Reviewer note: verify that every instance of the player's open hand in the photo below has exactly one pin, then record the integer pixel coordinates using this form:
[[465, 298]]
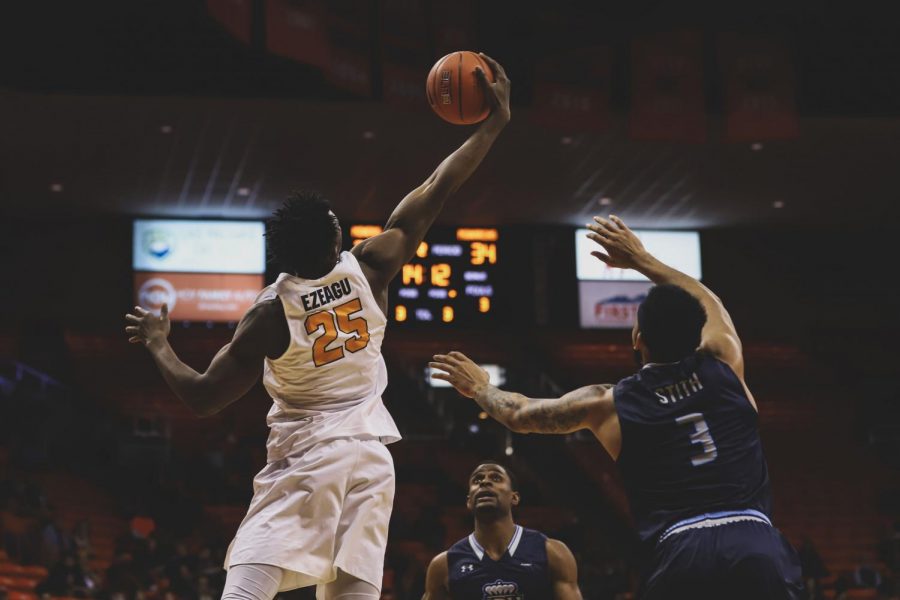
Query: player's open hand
[[459, 370], [623, 248], [497, 93], [147, 328]]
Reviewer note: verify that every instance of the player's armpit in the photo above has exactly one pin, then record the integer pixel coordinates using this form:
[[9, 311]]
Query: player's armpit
[[724, 345], [238, 365], [563, 571], [436, 579]]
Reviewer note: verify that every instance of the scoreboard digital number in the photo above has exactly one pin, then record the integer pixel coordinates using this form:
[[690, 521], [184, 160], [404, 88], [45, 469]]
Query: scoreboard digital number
[[451, 279]]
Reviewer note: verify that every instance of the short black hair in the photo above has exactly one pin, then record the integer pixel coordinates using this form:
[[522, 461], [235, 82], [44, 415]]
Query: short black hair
[[671, 321], [300, 234], [513, 482]]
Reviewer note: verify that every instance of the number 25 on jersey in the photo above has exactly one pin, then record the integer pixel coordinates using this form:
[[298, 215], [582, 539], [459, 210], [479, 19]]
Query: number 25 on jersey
[[329, 322]]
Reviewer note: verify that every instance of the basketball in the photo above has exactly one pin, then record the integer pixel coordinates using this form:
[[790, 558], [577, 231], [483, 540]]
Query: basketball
[[453, 89]]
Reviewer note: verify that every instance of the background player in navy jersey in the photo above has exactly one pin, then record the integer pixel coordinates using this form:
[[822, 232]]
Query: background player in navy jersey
[[501, 560], [684, 432]]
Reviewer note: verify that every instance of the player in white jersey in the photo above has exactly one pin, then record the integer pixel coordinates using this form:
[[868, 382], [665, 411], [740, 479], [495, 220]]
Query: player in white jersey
[[321, 506]]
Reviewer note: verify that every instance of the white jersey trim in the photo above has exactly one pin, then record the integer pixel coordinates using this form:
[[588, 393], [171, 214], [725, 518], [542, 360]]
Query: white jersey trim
[[511, 547]]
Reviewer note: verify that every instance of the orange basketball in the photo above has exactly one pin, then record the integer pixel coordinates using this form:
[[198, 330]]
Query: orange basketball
[[453, 89]]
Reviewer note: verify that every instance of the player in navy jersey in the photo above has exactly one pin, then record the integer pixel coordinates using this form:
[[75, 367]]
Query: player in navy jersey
[[501, 560], [685, 434]]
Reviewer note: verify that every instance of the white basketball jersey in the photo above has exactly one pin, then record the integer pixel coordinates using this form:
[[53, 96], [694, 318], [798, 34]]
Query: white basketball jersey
[[328, 383]]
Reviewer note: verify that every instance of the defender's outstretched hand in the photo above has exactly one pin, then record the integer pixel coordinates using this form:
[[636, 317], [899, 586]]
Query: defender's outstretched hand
[[497, 93], [147, 328], [459, 370], [623, 248]]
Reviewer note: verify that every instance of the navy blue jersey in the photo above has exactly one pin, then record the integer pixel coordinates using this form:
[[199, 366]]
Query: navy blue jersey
[[690, 443], [521, 573]]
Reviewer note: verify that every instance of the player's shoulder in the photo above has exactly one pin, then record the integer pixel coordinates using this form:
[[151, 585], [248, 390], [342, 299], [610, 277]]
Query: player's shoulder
[[559, 556], [439, 563]]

○ ○ ○

*Aim of the exercise:*
What the answer needs is every record above, exactly as written, and no pictures.

*Worked solution:*
Reviewer note: verify that every instance of the player's open hand in the photo below has exactly one pin, then record the integer pixel coordinates using this form:
[[465, 298]]
Query: player's open hand
[[459, 370], [623, 248], [497, 93], [147, 328]]
Reviewer note: verify that every instance of the player's armpit in the photo above has exactly one pin, then record the integer pixel coordinates using this form:
[[9, 311]]
Query: player's armpit
[[724, 345], [238, 365], [563, 571], [436, 579]]
Reviewer note: verify that every instance of the scoreboard digital number in the photo above has exactly one pin, then record the integer pixel coordinates using this form:
[[690, 521], [184, 160], [404, 88], [45, 469]]
Query: scoreboard digital number
[[451, 279]]
Reviewer note: verify that every instance of the short black hair in the photo above has exactly one pin, then record the integer pixel coordinates using this form:
[[522, 461], [235, 82], [44, 415]]
Query: short black hair
[[671, 321], [300, 234], [513, 482]]
Reviewer note: verify that every instance of the number 25 on jersey in the photo above has exactly one pin, then record the integer pixel coordinates using this form:
[[298, 215], [582, 539], [459, 210], [479, 19]]
Query: number 25 on jersey
[[329, 322]]
Reviewer note: verify that every instance of the basketball in the photo above has exactly one pin, then record the integer pixel coordinates using this form:
[[790, 558], [577, 231], [483, 540]]
Query: basketball
[[453, 89]]
Reviewer note: verify that every instance of the background player in navy jersey in the photo above has exactly one pin, then record the integer pixel coordinates using this form:
[[822, 232]]
Query: background player in navy jersey
[[501, 560], [684, 432]]
Reviewer note: verify that every instance of the player in white jersey in the photo above has exactly one pin, then record the integer pixel coordinates using this form:
[[868, 382], [665, 411], [740, 479], [495, 220]]
Query: player in white jersey
[[321, 506]]
Reviewer note: verify that every instance of the white jersey trim in the photo above has exactly one pin, then record the integer pixel coordinates using this form:
[[588, 393], [171, 214], [725, 518], [542, 360]]
Query: white jersey trim
[[511, 547]]
Reviewer note: verify that every instance of the orange basketball in the photo above has exactly one pin, then record the integer pixel coordinates using this form:
[[198, 330]]
Query: orange basketball
[[453, 89]]
Reviewer note: verify that every instance of the player in navy jersey in the photo above has exactly one pin, then record the integer pixel coordinates using this form:
[[75, 367]]
Query: player in navy jersey
[[501, 560], [685, 434]]
Reviewer note: verify that every instance of the white basketball jersey in the photo above has exactly one pin, then record the integer pixel coordinates using this form:
[[53, 96], [694, 318], [798, 34]]
Query: white basketball jersey
[[328, 383]]
Reviewer note: verify that every instance of the defender's outstretched hand in the photo above has exactly one pin, then record the integer pixel coordinates using this form:
[[636, 317], [899, 586]]
Query: defender's outstretched hand
[[497, 93], [147, 328], [459, 370], [623, 248]]
Reviewer note: verify that every instance of the navy blue jersey in the photo above has exactly one pin, then record the integer pixel coordinates using this form:
[[199, 366]]
Query: navy blue jersey
[[690, 443], [521, 573]]
Reviewer note: verify that every instance of the player's shoulder in the photo above has exactly one pin, then record the integer pixel coordinates using this form:
[[151, 585], [248, 390], [342, 299], [610, 277]]
Query: player's shoulder
[[559, 556], [439, 563]]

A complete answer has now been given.